▸ **REQUIREMENT**: Return each of the lines below verbatim, omitting the pictures.

▸ **EXCERPTED DATA**:
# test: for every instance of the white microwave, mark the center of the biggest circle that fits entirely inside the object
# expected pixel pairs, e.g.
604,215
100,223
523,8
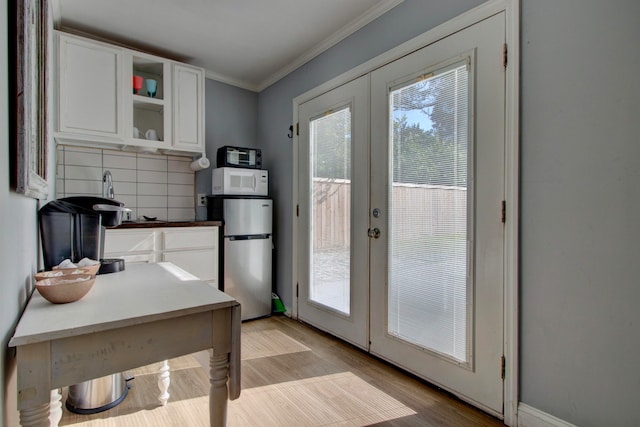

▸ **TASK OUTPUT**:
# test: for every instance of the white microwave, mark the center of the biggest circle that fits entirely inside the object
# expected pixel pairs, e.g.
604,215
100,223
523,8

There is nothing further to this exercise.